» **ASSIGNMENT**:
Word for word, restate every line from the one with "the white lace" through the end of the records below, both included, and add nothing.

» **TASK DATA**:
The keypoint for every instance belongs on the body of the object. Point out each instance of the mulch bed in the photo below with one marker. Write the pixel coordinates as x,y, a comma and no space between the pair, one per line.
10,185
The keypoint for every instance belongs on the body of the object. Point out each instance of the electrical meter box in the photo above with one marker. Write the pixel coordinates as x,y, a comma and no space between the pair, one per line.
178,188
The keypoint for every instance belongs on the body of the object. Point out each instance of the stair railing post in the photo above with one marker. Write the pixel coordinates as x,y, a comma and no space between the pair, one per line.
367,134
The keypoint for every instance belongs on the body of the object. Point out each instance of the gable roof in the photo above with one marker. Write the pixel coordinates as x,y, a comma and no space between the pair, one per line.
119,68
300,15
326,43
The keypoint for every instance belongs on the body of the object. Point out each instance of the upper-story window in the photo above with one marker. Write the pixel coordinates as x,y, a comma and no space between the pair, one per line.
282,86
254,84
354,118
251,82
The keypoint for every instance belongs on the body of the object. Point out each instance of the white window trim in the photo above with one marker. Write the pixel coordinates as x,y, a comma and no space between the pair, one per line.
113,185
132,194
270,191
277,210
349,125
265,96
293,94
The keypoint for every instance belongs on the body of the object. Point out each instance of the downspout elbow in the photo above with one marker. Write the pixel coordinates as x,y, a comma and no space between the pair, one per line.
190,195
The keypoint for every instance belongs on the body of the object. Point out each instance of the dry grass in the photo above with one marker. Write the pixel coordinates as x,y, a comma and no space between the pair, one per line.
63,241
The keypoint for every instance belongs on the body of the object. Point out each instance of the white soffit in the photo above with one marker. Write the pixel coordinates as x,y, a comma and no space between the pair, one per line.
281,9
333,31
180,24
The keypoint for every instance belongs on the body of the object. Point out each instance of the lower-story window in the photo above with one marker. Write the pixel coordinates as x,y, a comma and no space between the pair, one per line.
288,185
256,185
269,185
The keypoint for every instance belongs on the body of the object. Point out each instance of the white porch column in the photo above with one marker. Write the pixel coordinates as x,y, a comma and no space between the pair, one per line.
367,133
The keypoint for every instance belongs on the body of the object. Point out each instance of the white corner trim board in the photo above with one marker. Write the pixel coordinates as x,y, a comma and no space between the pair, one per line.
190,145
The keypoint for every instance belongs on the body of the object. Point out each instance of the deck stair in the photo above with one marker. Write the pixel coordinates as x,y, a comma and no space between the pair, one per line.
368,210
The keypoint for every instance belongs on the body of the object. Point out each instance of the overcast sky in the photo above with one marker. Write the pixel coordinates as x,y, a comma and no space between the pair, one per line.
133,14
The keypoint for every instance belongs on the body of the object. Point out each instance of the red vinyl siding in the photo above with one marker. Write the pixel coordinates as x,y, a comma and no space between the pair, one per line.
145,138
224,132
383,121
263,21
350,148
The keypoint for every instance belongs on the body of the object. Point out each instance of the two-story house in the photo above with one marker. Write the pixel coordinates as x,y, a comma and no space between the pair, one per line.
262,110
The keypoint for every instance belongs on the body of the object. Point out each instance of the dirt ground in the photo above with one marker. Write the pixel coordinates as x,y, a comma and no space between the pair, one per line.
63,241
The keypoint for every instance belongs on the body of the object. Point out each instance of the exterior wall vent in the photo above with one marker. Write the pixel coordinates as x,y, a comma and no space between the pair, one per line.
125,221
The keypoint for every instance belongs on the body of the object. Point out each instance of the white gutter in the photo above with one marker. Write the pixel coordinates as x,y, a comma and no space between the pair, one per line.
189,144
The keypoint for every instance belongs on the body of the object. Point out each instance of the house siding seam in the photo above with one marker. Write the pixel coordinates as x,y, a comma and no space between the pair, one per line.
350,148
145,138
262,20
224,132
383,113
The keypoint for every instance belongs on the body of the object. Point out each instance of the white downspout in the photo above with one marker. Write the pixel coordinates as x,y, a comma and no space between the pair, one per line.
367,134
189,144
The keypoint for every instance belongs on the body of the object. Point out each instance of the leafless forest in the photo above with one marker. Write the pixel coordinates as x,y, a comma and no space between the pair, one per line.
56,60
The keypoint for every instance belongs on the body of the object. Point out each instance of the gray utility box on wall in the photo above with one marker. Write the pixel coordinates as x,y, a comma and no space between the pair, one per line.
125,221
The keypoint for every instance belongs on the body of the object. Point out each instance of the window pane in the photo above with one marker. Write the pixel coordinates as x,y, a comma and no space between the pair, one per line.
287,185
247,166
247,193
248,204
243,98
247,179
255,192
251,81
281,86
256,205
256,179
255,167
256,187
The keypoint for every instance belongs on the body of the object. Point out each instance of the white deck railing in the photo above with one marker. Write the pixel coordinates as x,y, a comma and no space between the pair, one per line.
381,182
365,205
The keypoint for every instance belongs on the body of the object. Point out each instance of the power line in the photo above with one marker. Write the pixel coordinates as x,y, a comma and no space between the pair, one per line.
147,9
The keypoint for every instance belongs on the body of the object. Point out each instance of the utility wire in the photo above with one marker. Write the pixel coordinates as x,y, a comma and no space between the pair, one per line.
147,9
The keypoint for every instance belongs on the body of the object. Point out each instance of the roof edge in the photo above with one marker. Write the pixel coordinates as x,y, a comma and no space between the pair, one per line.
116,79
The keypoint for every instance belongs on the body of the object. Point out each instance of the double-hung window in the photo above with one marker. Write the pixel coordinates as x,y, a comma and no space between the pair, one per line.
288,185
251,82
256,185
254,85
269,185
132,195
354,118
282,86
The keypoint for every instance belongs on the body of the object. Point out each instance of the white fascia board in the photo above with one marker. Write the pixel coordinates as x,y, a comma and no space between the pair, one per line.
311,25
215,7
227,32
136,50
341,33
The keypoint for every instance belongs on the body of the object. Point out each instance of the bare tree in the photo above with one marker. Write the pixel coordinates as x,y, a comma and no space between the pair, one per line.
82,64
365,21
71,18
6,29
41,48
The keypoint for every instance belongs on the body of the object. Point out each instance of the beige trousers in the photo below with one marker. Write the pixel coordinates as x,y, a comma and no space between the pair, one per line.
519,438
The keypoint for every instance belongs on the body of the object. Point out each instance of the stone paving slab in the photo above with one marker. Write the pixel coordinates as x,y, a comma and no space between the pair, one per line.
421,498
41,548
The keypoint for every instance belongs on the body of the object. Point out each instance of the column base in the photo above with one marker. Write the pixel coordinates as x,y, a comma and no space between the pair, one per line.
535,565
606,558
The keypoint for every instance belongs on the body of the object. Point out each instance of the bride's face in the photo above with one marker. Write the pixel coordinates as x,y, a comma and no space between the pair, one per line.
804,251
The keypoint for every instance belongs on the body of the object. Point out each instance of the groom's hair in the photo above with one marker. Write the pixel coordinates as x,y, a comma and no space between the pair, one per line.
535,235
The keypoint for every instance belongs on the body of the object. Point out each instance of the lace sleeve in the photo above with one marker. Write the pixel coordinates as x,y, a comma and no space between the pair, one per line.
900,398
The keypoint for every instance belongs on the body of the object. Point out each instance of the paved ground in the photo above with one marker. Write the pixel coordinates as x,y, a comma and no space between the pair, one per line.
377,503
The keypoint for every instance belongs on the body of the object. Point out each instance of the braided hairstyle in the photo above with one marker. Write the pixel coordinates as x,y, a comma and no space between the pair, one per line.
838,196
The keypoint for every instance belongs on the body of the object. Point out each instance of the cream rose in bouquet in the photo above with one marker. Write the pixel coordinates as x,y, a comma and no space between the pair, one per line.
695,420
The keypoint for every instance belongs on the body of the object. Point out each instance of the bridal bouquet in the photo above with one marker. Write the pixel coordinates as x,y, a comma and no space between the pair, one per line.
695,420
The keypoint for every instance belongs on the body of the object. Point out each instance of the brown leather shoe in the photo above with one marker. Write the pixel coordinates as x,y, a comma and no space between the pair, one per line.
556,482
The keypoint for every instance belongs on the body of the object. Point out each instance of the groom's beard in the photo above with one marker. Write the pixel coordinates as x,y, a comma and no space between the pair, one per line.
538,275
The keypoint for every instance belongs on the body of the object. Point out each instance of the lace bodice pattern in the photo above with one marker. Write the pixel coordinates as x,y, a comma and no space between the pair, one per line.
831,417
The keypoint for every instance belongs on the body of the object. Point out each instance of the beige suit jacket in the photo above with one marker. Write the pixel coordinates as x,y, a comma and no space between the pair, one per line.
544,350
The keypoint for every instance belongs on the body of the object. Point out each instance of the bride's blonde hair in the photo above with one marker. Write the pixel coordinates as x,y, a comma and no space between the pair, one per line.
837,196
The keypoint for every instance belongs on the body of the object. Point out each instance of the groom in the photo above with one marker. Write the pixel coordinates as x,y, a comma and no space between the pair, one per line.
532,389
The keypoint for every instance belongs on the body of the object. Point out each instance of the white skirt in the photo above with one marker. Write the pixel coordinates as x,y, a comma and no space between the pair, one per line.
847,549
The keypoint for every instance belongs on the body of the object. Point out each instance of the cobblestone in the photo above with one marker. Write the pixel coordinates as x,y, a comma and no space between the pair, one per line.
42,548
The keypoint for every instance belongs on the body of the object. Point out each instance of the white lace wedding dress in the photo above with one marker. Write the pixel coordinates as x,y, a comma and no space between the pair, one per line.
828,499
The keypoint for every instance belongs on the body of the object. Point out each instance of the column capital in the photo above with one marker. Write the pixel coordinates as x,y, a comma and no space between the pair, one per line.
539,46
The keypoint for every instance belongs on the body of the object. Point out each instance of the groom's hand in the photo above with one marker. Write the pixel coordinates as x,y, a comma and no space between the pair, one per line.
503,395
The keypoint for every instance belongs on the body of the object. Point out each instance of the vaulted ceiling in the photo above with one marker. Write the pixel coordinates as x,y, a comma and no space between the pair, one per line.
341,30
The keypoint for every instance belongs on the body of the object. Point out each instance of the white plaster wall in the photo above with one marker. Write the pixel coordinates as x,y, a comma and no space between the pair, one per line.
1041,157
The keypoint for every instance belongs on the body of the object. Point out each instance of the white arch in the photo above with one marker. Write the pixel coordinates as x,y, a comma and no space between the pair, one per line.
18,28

» **ANSWER SECTION**:
The keypoint for every instance belongs on the body of the object. Point out each instance of the white lace wedding dress in the photo above with one marker. Write the pixel coordinates as x,y, a comma and no space between the pair, one per line.
828,499
The keypoint for every instance belongs on the body of the object. Point out each instance of the column capital in the photo above with one marker. Write the pixel coordinates as x,y, a comma and no space between the pair, one per line.
539,46
The keypoint for every instance belongs on the body of the object. Point out each instance of the groom's hand in the photo above with one marker. Write the pixel coordinates as x,y, a comma and no space between the pair, one per line.
503,395
The keypoint for every instance belongs on the body of the object. Point out each instance of the vaulted ceiling in the photo above with one marker. Write the pixel coordinates as x,y, a comma and no space between the pair, one per line.
341,30
The keypoint for every instance belongs on the body of the object. Point out each instance of the white plaster wall in the photo above with one marker. Write the pixel coordinates as x,y, a comma and no space between the pair, one per line.
1041,157
The keypoint for every instance belongs on the body of the object. Point out each instance of the white arch in the photo above with one marker. Write the pixel coordinates as x,y, a comma and no space between the pair, one per line.
18,28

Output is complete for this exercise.